PASSAGE SHOWN Block Start


    8. Poison frontman Bret Michaels has been dealing with Type 1 diabetes since the age of 6. He admitted that it's still a struggle to manage on a daily basis:

    “Every day is an absolute battle. I don't care what anyone says. You have to wake up and say to yourself, 'I accept that I have diabetes, and I'm not going to let it run my entire life.' It's a fine line, a Catch-22, a balancing act. I work to enjoy my life like a regular human being and at the same time keep my blood sugar levels as decent as possible."

    9. Rapper Lil Boosie spoke with XXL magazine in 2008 about not wanting accept his Type 1 diabetes diagnosis:

    “The first couple years, I struggled with it. I was in and out the hospital. I just ain’t wanna face the fact that I really had this shit. I’d go a month without taking my insulin shots, so I was just throwin’ up, losin’ weight, all kinds of shit. It was hard.”

    10. Entrepreneur Dame Dash said it took him years to master the rigors of managing Type 1 diabetes:

    "You can't cure it. You gotta do what you gotta do. You gotta put insulin physically in your body, and you have to know how many carbs you're putting in your body so you can cover the carb. And then you have to know when...like, certain carbs react differently. It took me to be 43 to be able to speak intelligently about it. When I first got it I didn't know what the fuck was going on."

    11. Actor and comedian Sherri Shepherd wrote a book about coping with Type 2 diabetes. Speaking with U.S. News & World Report in 2013, she addressed the moment she knew it was serious:

    "I ignored it for years because mostly everyone in my family had diabetes. My mom passed away from complications at 41. But there wasn't really an urgency to change anything because we called it 'the sugar' — we didn't call it diabetes. And when you have a term called 'the sugar,' it sounds kind of cute.

    "So for years, I ate, because that's what I was taught: If something was going wrong in your life, there was a peach cobbler to fix it. Even when my mom passed away, it didn't stop me from eating. I ate more. And then I started getting these signs, like my feet and toes were numb, I was always going to the bathroom, my vision got blurry and I was really thirsty. But I ignored it. I kept thinking, If I don't talk about it or do anything, then it's going to go away. But it never did."

    12. Chicago Bears quarterback Jay Cutler, husband of Kristin Cavallari, said on his ESPN show that learning to be aware of his diet helps him keep his Type 1 diabetes under control:

    “It's something you go to sleep with and you wake up with every day. It's not something that you can just be like, 'Hey, I'm going to take a day off here and I'll catch back up with it tomorrow.' It's difficult to deal with. I think more than anything over the past three, four, five years is I've changed my diet a lot. I think that's made the biggest impact on me being able to control my numbers and being able to control diabetes.”

    13. Randy Jackson told More magazine that when he was diagnosed with Type 2 diabetes, he learned that it would be a lifelong condition:

    "My doctor pulled no punches with me, and because of that, his diagnosis was the biggest wake-up call of my life. I mean, he told me I could lose my life from this or be completely incapacitated from this. This is no joke! This is a disease I will have forever."

    14. Patti LaBelle, living legend, talked about how her mindset surrounding the disease evolved from despair to pride:

    "My uncle went blind because of it and he died. My aunt and my grandmother had it, so when the doctor told me I was a diabetic, I was like, 'No, no, no.' I cried.

    "You can take hold of the situation. I feel great now. I live the right way. I wear fierce clothes. God has blessed me. Everything I do now, I do it proud. I am a divabetic!"

    15. And of course, Malik Taylor, aka Phife Dawg, died from diabetes-related complications on Tuesday at 45 years old. In the documentary Beats, Rhymes & Life: The Travels of A Tribe Called Quest, the emcee said he was addicted to sugar, "like straight-up drugs":

    "Even though I knew I had [diabetes], I was in denial. I had to have my sugar. You have to accept it. If you don't accept it, it's going to kick your ass."

PASSAGE SHOWN Block End

EXERCISE 1: Copy out the passage on celebrities with diabetes, starting with "11. Actor and" and going on through "kind of cute.", and swap "family" for "household".
EXERCISE 2:
Does the passage on celebrities with diabetes support each of these statements? Answer yes or no for each, and quote the words that decide it.
(a) Bret Michaels has had Type 1 diabetes since he was 6.
(b) Sherri Shepherd's mother died from complications at 45.
(c) Randy Jackson was diagnosed with Type 1 diabetes.
The items play no role in any of the work on the passage on celebrities with diabetes.

RAW DATA Block Start

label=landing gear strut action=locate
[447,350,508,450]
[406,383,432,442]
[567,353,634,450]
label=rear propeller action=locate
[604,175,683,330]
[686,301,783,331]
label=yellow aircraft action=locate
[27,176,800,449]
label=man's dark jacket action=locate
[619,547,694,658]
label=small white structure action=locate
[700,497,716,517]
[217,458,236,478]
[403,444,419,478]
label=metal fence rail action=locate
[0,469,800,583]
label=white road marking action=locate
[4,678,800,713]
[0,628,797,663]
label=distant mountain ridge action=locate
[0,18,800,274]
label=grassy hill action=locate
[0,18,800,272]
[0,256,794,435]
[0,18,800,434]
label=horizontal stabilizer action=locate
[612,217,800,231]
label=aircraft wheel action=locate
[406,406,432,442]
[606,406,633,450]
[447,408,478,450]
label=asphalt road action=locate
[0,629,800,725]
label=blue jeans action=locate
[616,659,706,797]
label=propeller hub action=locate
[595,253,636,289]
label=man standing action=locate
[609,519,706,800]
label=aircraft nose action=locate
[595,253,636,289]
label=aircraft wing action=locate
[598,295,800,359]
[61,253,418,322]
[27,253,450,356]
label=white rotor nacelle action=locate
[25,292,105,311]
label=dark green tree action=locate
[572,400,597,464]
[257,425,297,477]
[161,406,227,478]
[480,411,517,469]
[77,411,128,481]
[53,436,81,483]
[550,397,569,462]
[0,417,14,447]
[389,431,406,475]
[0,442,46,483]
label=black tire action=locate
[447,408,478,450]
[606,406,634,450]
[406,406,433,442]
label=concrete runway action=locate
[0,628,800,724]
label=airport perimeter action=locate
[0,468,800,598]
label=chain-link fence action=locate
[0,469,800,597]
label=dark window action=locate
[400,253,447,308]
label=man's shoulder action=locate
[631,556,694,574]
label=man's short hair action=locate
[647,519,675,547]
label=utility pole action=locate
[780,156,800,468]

RAW DATA Block End

ANSWER SECTION 1:
11. Actor and comedian Sherri Shepherd wrote a book about coping with Type 2 diabetes. Speaking with U.S. News & World Report in 2013, she addressed the moment she knew it was serious:

    "I ignored it for years because mostly everyone in my household had diabetes. My mom passed away from complications at 41. But there wasn't really an urgency to change anything because we called it 'the sugar' — we didn't call it diabetes. And when you have a term called 'the sugar,' it sounds kind of cute.

ANSWER SECTION 2:
(a) Yes: "has been dealing with Type 1 diabetes since the age of 6"
(b) No: "My mom passed away from complications at 41."
(c) No: "when he was diagnosed with Type 2 diabetes"